■ DIRECTION A
Reproduce word for word the passage of the restaurant review starting with "El Encanto Dos focuses" and going on through "chair to sit in.".
■ DIRECTION B
In the restaurant review, what two kinds of margaritas were ordered?

Sweet Sonoran-Style Dreams

Sweet Sonoran-Style Dreams

Story and photos by Kenneth LaFave

El Encanto Dos focuses on flavor, not heat

I dreamed the other night of a rambling hacienda, where
dozens and dozens of people gathered in celebration. At hardwood tables under
high ceilings, celebrants feasted on traditional Sonoran-style Mexican dishes.
Then my dream turned to nightmare: There was no place for me. Table after table
in sprawling room after room, and not a single chair to sit in.

Then I realized this was no sleeping vision, but wide-awake
reality. The hacienda was El Encanto Dos, and the cause for celebration was a
typical Saturday night in the far north Valley. Cave Creek dwellers, it seems,
know how to party.

My companion and I settled for seating at a booth in the bar
area, where a couple of sports-TV screens interfered only mildly with the
otherwise continued feeling that we had been transported to Santa Fe. Unlike
the situation at some bar seatings, we were well taken care of by our attentive
waitress. Our intent was to go as mainstream as one might go, starting with a
rich guacamole (not tableside, but hand-smashed and dense with ripe avocado;
$7.99) and a pair of margaritas: one regular, one prickly pear. The prickly
pear variety was quite sweet, but the tang of the cactus fruit came through.

In addition to the guacamole, we dipped our chips in three
salsas, two red and one green. The hottest was only jalapeño-hot, and the
others were quite mild. Chili pepper freaks might object, but I don’t. In my
view, the secret to great Mexican food is that flavor, not heat, is goal. Heat
is wonderful when it leads to or enhances flavor, but when the current chic for
hotter and hotter leads to something like the mouth-destroying ghost pepper,
the goal has been lost. The more acceptable heat of jalapeño, Anaheim and
poblano chilis dominates the El Encanto Dos menu, and the meal I enjoyed on
that crowded Saturday night was long on flavor and rich textures, not
heat-for-its-own-sake. (There was one exception – more on this below.)

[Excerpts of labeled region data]
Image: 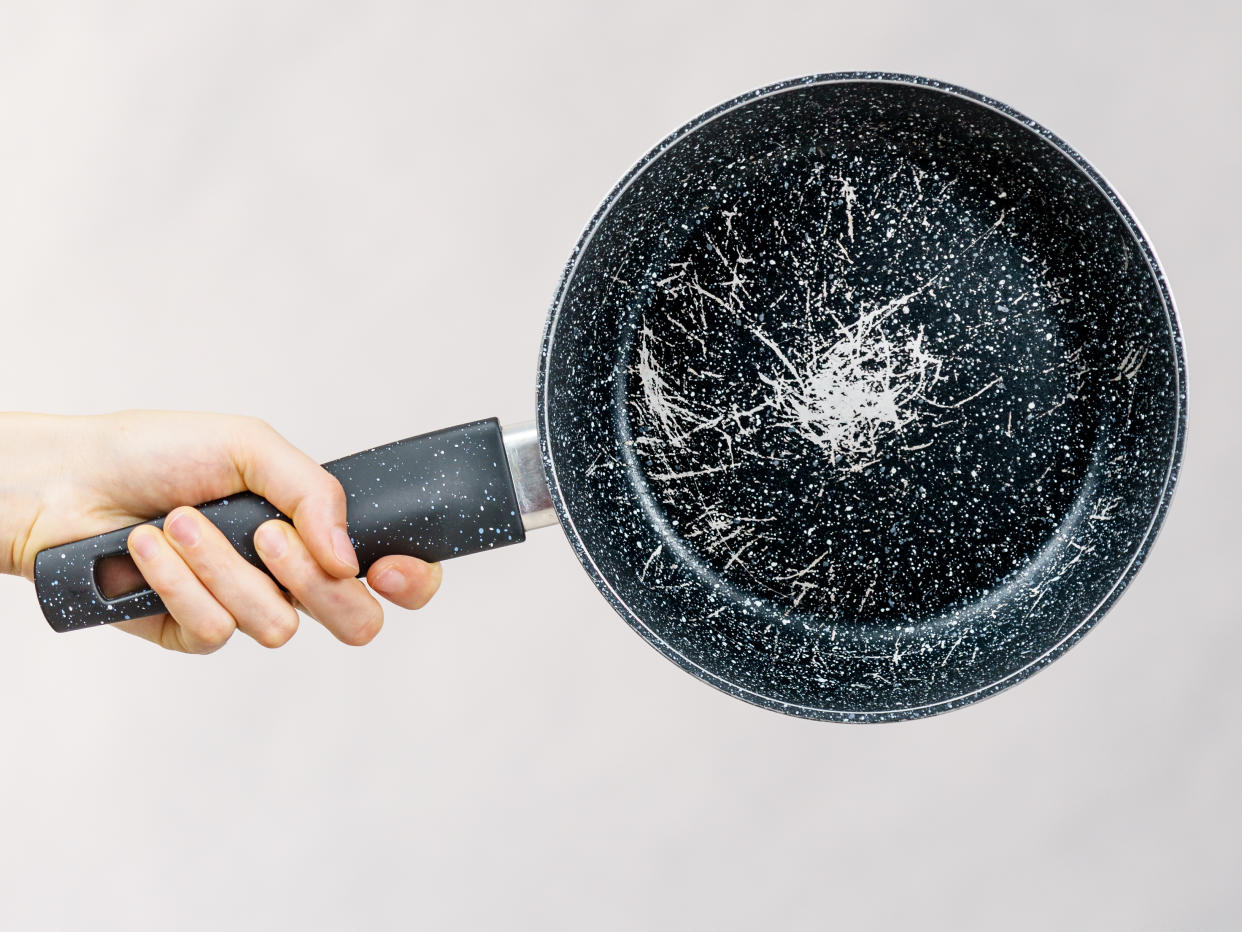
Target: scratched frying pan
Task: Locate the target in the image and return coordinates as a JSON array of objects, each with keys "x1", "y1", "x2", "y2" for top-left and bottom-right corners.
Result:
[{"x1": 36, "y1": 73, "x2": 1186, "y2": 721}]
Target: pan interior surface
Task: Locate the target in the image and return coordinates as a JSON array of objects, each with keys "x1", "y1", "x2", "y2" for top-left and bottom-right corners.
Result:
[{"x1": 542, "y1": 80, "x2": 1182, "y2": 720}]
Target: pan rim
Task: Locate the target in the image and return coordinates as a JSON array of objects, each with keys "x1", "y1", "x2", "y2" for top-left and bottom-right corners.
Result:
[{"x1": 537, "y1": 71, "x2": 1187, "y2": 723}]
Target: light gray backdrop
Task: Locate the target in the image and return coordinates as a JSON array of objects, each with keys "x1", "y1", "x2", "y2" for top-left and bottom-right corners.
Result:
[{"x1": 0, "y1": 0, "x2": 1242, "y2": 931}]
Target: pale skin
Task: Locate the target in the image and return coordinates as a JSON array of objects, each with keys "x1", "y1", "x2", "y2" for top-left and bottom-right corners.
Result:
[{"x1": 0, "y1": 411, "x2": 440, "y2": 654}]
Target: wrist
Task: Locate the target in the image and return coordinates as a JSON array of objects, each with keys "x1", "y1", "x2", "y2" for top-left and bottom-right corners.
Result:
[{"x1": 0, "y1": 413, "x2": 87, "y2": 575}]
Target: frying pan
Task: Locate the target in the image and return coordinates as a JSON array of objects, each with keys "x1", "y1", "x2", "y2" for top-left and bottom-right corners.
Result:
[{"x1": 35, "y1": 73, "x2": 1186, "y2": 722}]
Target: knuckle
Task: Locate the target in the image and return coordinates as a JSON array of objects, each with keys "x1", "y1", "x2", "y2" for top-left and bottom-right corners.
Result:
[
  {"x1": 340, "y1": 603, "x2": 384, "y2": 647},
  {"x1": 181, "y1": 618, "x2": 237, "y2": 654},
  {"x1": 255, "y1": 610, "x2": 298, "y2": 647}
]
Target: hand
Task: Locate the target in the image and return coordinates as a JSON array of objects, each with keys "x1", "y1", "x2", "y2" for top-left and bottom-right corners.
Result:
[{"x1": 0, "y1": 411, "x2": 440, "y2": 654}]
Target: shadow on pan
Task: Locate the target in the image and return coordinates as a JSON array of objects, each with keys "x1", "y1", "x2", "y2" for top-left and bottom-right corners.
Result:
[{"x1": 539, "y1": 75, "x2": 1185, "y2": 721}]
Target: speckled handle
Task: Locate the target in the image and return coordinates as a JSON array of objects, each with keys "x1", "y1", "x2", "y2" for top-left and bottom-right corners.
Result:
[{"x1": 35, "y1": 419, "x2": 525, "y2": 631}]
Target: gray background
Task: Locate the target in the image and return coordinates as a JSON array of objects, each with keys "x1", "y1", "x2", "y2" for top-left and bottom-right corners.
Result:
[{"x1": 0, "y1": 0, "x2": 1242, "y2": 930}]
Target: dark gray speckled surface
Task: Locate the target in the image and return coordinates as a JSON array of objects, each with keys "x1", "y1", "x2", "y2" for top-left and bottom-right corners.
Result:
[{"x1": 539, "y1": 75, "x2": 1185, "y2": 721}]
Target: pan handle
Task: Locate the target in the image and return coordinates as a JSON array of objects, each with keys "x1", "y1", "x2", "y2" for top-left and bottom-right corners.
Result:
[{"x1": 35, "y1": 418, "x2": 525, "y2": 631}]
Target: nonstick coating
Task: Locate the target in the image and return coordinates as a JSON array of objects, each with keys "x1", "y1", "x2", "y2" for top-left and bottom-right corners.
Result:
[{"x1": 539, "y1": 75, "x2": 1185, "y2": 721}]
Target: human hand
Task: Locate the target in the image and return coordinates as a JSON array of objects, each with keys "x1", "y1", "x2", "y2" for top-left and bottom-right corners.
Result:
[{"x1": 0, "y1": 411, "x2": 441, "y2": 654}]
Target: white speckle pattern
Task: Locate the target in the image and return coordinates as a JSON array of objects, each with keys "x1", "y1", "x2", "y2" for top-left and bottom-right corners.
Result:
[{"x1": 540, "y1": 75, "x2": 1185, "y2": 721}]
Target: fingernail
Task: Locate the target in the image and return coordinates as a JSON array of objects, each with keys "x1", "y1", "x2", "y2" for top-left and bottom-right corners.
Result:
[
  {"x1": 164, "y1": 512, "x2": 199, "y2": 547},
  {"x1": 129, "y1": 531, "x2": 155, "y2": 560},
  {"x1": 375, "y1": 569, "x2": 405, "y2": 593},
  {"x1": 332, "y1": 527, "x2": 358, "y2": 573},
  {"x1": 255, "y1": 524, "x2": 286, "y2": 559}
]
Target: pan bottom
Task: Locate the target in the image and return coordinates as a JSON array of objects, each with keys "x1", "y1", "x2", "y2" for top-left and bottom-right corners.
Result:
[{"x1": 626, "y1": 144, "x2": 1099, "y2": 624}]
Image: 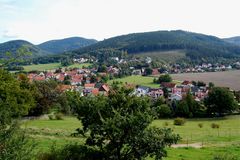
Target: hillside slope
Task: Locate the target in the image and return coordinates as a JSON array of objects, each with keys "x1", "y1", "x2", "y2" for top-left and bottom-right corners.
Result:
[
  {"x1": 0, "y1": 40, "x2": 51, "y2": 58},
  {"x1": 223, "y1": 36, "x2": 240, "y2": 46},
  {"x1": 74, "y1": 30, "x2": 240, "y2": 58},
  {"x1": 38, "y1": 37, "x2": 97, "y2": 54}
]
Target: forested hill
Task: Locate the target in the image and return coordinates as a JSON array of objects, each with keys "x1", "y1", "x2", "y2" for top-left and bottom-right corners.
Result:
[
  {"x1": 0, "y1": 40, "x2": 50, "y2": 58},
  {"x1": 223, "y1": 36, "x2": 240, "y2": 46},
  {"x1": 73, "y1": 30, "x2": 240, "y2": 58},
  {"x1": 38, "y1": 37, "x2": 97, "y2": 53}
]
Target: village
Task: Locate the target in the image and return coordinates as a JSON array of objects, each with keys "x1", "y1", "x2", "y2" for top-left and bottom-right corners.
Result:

■ WORKED ANSWER A
El Encanto Dos focuses on flavor, not heat

I dreamed the other night of a rambling hacienda, where
dozens and dozens of people gathered in celebration. At hardwood tables under
high ceilings, celebrants feasted on traditional Sonoran-style Mexican dishes.
Then my dream turned to nightmare: There was no place for me. Table after table
in sprawling room after room, and not a single chair to sit in.

■ WORKED ANSWER B
One regular and one prickly pear.